# Document extract
━━━━━━━━
I often hear this in meetings where we discuss risk.  “Are you comfortable?”  I always feel like answering:  yes, I’m working from home, I’m in my own office, I’ve got better computers and screens than at work, natural light, no suit, dog at my feet, and good coffee, so yes, I’m very comfortable.


This really isn’t the question though.  The real intent of the question is am I ok with/will sign off on the risk of the environment proposed.


My real answer should be, it doesn’t matter my level of comfort, I’ve measured the risk, checked all my controls and they are met, so the risk is quantitatively at an acceptable level relative to our other risk.


I get presented with a lot of models that go something like this.  Based on a couple of questions and someone’s interpretation of the answers they make a traffic light model, except for colors, they are substituting a scale of 1, 2, 3.  If it’s a color or a number, its still based on their opinion of a qualitative standard.  So, it’s pseudo-math, or a lipstick of math on a qualitative pig.  This is just the problem:  lack of a quantitative measure that forces you to “go with your gut”, i.e. “your comfort level”, and rate it.


For instance, their first category in one of these models was labeled "Capability Documentation". They were gonna judge 1 = none, 2 = partial, 3 = complete.   I asked, how do you measure complete, and the only answer was “how complete and good we think the documentation is”.  This is just, then, gonna be there opinion.  If they assign numbers to that and add, subtract, multiply and divide them, it makes no difference.  Its not objective measure, it’s just opinion.


Psychologists tell us that people are notoriously bad judges of relative differences.  This is pretty much borne out by these models as everything tends to wind up 2/medium/yellow.  Also, if everything is a judgment call, nothing ever gets off yellow.  At the end of the day we live in a risky world (even breathing is a risk:  you are burning oxygen in your system), so none of us can ever eliminate risk and be “comfortable” or “green”.


What would really get you somewhere would be to actually measure some quantities: 

1 - how long is the doucmentation (pges), 

2- how many people have contributed to it (number), 

3 - how many people have reviewed it (number), 

4 - how many places is it posted (number).
━━━━━━━━
Polygon outlines for photos
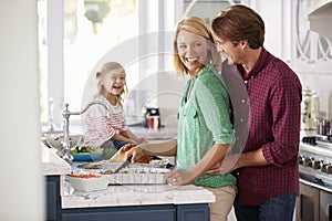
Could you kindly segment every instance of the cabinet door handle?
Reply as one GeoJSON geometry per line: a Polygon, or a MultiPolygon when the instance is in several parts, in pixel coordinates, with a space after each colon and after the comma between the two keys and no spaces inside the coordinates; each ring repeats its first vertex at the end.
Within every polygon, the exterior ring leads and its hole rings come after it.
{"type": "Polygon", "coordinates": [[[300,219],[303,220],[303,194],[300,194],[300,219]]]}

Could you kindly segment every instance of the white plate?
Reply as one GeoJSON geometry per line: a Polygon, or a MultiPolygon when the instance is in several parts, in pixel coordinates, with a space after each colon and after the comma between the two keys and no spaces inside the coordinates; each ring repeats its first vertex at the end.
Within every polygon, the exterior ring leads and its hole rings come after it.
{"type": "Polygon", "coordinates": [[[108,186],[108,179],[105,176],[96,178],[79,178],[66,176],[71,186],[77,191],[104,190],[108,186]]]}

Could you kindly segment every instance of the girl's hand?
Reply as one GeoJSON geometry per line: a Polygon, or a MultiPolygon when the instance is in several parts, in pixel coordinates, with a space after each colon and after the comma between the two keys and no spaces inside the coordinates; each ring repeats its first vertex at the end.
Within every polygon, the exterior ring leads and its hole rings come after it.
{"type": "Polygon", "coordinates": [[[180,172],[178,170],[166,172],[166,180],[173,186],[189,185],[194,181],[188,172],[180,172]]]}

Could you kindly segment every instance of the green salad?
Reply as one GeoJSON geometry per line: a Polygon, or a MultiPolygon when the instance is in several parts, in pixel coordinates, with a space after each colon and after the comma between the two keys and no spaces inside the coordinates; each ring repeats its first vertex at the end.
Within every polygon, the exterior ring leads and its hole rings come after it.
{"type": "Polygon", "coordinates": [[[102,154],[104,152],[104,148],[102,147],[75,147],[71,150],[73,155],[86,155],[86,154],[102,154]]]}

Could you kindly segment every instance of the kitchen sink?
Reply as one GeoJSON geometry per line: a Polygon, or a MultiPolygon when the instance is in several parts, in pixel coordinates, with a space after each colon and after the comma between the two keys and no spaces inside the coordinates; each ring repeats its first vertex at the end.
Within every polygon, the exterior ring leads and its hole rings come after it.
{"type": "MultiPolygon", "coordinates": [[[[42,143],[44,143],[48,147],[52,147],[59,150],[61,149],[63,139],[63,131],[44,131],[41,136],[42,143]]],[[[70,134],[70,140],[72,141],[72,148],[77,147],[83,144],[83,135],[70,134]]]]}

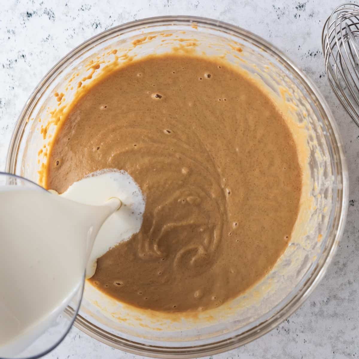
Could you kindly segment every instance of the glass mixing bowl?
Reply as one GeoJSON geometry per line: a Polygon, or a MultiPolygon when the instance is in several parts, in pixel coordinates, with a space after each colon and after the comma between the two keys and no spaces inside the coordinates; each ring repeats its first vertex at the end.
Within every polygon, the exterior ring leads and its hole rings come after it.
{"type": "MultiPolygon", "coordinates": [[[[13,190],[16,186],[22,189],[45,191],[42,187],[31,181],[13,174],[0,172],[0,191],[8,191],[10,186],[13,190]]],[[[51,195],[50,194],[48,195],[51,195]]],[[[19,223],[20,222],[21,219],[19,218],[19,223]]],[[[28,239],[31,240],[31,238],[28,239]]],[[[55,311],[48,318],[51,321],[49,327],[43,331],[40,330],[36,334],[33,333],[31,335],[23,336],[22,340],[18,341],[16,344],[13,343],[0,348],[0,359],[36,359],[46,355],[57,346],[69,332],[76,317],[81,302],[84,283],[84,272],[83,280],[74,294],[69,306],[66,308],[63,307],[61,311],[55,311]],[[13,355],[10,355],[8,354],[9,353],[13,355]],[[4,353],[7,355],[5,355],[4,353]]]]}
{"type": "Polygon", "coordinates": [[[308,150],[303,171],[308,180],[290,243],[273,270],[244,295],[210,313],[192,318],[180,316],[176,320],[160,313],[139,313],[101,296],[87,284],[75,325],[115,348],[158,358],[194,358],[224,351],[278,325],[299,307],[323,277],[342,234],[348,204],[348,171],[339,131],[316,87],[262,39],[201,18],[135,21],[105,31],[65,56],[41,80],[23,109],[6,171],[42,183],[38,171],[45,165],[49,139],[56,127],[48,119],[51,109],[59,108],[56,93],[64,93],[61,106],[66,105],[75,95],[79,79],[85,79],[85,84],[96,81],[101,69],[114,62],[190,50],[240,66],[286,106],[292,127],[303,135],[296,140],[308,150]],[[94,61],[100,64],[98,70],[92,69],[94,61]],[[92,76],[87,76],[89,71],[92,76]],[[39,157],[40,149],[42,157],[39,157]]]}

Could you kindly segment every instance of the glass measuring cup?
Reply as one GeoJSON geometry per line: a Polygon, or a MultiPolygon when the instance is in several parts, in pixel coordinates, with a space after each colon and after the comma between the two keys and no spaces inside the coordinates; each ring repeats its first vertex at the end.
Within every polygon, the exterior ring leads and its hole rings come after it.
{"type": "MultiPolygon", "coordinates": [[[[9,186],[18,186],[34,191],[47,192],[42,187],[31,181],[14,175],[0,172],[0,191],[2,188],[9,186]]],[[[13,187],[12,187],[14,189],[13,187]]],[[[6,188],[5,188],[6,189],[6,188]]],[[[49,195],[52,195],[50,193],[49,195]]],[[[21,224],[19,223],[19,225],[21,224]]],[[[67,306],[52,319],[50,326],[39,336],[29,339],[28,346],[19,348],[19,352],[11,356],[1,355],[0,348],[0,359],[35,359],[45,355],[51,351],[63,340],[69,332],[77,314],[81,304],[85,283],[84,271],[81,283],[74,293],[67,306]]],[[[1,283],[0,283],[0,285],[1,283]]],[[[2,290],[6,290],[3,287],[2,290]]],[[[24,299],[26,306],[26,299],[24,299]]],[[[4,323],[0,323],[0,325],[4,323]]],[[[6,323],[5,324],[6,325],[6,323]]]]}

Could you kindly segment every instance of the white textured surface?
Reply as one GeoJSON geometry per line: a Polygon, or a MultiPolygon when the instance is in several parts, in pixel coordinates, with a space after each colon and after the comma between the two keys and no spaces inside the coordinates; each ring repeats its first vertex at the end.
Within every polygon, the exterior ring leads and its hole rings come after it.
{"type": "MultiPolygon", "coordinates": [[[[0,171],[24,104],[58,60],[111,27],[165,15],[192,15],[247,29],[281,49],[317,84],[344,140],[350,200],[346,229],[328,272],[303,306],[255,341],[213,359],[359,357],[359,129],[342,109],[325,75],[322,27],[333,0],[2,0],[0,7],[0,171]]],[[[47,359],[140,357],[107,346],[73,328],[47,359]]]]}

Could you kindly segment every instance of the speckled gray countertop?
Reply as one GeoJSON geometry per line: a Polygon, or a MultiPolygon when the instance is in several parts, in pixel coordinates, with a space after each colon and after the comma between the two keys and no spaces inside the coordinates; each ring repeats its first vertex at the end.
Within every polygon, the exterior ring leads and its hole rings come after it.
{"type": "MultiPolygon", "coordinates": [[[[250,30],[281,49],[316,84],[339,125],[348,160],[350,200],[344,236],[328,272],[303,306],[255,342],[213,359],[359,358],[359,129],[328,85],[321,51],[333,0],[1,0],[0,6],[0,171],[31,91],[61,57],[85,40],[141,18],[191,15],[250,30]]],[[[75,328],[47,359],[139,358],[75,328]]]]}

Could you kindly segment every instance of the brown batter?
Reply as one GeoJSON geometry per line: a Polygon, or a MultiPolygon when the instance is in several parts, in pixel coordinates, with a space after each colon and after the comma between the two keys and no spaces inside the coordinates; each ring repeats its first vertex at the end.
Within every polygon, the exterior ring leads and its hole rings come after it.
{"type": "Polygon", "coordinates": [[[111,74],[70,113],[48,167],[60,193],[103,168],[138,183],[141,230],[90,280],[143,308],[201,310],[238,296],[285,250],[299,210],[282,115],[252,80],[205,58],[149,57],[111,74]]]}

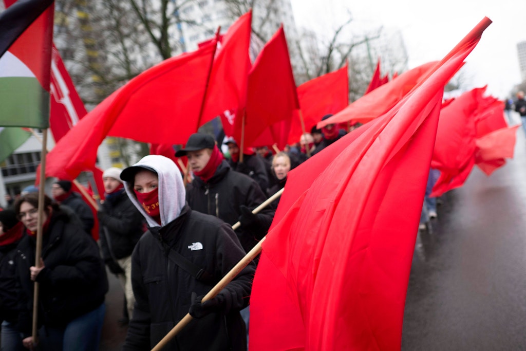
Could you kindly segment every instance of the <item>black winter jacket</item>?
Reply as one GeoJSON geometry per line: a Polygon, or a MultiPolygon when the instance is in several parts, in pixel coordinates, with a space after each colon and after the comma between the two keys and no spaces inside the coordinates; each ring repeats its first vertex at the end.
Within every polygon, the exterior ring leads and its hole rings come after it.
━━━━━━━━
# Goal A
Reproduce the passage of the piece on measuring risk starting at "This really isn’t" and ending at "our other risk.".
# Goal B
List every quantity the piece on measuring risk proposes measuring for documentation.
# Goal C
Write the next part of the piece on measuring risk, picking up after its last line.
The rows are separate material and have nothing to do with the piece on measuring risk.

# Task result A
This really isn’t the question though.  The real intent of the question is am I ok with/will sign off on the risk of the environment proposed.


My real answer should be, it doesn’t matter my level of comfort, I’ve measured the risk, checked all my controls and they are met, so the risk is quantitatively at an acceptable level relative to our other risk.

# Task result B
1. How long is the doucmentation (pges)
2. How many people have contributed to it (number)
3. How many people have reviewed it (number)
4. How many places is it posted (number)

# Task result C
5 – I could think of some others…

 

In this way,  if you measured objectively some quantities for every process, eventually the processes will start to cluster around some numbers:  e.g. some processes will have longer documentation (one can suppose that that is more complete, at least to a first order), a larger number of people will have reviewed it, and a larger number of people will have contributed it.  So, we can now make a stab at defining “good documentation”, based on experimental data, as those quantities above that cluster at the high numerical end, and “bad” as that which clusters at the low numberical end.

 

This is similar to how we first started to measure electrical phenomena, e.g. what is an electron.  People tried to determine the state by measuring its mass, volume, speed, charge, because no one could actually see an electron.  Pretty soon the measurements clustered around what we now accept for those quantities, and those are the accepted measures.  The accepted measures then told us something about what an electron was and still describe the quantum mechanical properties of the electron.  To date though, no physicist can tell you quantitatively what an electron “is”/looks like.  But, it really doesn’t matter for quantum mechanics.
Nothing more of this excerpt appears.